(Set problem):
The output should consist solely of the line containing "Please point out the fire truck wheel" and the lines that follow it through the end of the data below.

[Dataset excerpts on object pointing]
**********

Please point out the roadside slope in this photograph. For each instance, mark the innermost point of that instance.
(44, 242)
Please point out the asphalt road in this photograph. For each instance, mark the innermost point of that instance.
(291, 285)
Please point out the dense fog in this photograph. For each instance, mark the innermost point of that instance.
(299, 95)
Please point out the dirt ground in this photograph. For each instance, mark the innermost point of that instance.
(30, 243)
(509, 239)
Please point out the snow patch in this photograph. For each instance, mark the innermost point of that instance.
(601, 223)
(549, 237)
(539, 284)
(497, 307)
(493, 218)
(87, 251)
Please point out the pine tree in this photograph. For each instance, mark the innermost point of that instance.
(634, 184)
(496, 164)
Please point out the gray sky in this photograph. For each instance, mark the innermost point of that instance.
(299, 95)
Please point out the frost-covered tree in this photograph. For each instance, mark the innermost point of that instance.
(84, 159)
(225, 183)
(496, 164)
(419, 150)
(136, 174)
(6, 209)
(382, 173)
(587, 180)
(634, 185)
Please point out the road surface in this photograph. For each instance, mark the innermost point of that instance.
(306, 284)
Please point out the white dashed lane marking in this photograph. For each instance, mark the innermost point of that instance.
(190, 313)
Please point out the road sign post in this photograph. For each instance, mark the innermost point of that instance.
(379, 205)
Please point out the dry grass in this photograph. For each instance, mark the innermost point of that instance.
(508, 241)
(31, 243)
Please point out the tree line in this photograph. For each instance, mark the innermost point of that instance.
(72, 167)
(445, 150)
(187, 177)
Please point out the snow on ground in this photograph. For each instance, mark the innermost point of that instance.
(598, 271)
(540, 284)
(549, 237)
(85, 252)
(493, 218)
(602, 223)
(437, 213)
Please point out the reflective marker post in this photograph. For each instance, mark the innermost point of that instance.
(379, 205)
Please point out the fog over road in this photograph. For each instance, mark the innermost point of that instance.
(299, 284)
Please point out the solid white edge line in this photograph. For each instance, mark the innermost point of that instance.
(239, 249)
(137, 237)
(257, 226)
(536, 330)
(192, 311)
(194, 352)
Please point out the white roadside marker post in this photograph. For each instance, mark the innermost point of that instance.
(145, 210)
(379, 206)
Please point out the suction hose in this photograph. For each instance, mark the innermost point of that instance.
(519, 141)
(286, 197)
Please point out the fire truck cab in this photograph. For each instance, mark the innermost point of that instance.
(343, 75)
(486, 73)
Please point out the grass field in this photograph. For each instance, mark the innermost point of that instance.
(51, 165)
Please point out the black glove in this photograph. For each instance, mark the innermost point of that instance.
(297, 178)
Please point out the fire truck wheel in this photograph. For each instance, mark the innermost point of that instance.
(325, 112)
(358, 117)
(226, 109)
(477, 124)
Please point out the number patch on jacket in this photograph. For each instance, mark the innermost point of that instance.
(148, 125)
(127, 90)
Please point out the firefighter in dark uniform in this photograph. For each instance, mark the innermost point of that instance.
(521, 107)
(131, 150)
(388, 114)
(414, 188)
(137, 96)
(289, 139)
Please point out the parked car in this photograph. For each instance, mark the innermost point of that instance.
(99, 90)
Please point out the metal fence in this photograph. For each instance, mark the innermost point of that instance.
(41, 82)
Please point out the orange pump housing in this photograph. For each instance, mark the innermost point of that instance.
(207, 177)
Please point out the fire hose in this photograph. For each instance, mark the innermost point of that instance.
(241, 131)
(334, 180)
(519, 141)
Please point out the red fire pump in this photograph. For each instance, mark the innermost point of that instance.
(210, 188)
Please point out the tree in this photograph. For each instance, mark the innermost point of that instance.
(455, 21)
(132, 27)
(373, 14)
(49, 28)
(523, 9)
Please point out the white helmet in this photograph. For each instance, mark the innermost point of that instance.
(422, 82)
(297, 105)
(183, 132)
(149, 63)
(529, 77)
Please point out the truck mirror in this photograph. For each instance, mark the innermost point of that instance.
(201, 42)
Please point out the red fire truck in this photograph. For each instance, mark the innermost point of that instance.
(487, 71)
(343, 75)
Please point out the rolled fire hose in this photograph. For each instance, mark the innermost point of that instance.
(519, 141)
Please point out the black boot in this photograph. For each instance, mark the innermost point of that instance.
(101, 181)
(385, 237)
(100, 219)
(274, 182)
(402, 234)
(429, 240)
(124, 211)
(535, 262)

**********

(Finished exercise):
Please point out the fire truck wheel in this photograph. For each instance, mark the innermost point of that instance.
(325, 112)
(358, 117)
(226, 109)
(477, 124)
Please point out the number patch on jacket in this photograph. For each instance, mark the innermost point of that instance.
(148, 125)
(127, 90)
Please point out the firefighter in dark uniform in this photograph. For each instance, mark the innermost point of that instance.
(521, 107)
(131, 150)
(388, 114)
(414, 188)
(137, 96)
(289, 139)
Please point out the parked car in this photograph. For each instance, mark the innermost point of that instance.
(99, 90)
Please point out the metal fence in this photograph. For each instance, mark the innermost point of that instance.
(41, 82)
Please point out the orange pump housing in this photograph. For each instance, mark the innermost point of that instance.
(207, 177)
Please point out the fire hose in this photograph. For each instance, mark the innermost point of that instance.
(241, 131)
(334, 180)
(519, 141)
Please point out the red fire pump in this photograph. For each instance, mark the innermost point of that instance.
(210, 188)
Please point out the tree in this photograph. For each instance, mark the innermost point of that instance.
(455, 21)
(132, 27)
(373, 14)
(49, 28)
(523, 9)
Please point out the white helmet in this photograph. For each instance, mark the innermost point of that instance.
(422, 82)
(297, 105)
(183, 132)
(149, 63)
(529, 77)
Please point out the truck mirror in this photograph. For each instance, mark the innermost point of that instance.
(201, 42)
Please point out the red fire truck in this photograph. For each instance, mark the innermost point of that instance.
(487, 71)
(343, 75)
Please point out the rolled fire hose in this photograph. For each instance, mark the innermost point of that instance.
(519, 141)
Please point out the black boot in this photograph. For each instance, mark the innermost point of that instance.
(101, 181)
(385, 237)
(100, 219)
(274, 182)
(402, 234)
(429, 240)
(124, 211)
(535, 262)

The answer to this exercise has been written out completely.